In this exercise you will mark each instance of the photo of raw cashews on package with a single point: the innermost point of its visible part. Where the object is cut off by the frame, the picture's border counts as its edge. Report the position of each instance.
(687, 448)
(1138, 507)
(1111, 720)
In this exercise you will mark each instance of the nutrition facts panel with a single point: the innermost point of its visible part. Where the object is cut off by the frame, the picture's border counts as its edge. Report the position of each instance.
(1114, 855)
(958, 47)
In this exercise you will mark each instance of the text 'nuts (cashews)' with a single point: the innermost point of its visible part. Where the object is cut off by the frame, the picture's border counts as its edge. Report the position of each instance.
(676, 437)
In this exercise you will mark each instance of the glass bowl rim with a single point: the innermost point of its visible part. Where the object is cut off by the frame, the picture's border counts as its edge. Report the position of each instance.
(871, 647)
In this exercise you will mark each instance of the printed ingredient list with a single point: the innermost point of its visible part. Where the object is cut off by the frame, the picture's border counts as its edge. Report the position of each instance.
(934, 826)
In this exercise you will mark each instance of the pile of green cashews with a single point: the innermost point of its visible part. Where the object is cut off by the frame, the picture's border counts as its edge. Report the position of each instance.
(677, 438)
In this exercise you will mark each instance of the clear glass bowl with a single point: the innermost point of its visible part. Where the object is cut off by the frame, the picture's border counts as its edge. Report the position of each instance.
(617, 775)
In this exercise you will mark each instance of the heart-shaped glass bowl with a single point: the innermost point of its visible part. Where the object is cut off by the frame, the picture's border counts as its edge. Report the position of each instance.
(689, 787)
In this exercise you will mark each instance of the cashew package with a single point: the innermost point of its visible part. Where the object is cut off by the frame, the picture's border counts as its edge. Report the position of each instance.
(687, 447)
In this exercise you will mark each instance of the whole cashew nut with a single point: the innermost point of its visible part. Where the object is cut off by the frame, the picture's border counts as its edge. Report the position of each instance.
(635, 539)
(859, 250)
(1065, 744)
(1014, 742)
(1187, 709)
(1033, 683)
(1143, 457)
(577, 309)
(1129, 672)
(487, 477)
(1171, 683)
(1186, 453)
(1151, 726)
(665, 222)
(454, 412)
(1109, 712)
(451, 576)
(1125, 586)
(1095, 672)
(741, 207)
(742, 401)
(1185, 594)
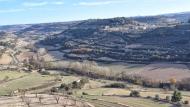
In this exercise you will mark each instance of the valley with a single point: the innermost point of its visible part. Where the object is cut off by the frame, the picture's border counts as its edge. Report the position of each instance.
(96, 63)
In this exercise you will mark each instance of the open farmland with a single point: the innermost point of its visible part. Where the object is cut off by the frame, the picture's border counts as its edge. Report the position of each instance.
(157, 71)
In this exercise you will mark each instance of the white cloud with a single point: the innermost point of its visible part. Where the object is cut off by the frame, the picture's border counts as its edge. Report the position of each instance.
(98, 3)
(34, 4)
(11, 10)
(43, 3)
(57, 3)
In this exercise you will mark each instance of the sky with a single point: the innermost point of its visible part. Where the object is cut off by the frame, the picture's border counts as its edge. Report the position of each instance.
(43, 11)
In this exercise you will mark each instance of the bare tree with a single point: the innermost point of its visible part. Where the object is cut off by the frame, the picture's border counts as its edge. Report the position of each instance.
::::::
### Task
Repeat the data above starting at the line with "In this exercise you will mark each instance of the sky" and ending at its last line, exactly, with no other lines.

### Reply
In this exercise you will mark each instance of the sky with a single point: the innermost point of its visible part. Where the object is cut off by the frame, the picture's border counts as its edge. Report the position of each instance.
(43, 11)
In this exercise you will mark each instance of the bare tree with a single point: the innermost point of its visible part. Where the object is cut off by the frame, the picture's border counts as its edge. Report the position of each instance.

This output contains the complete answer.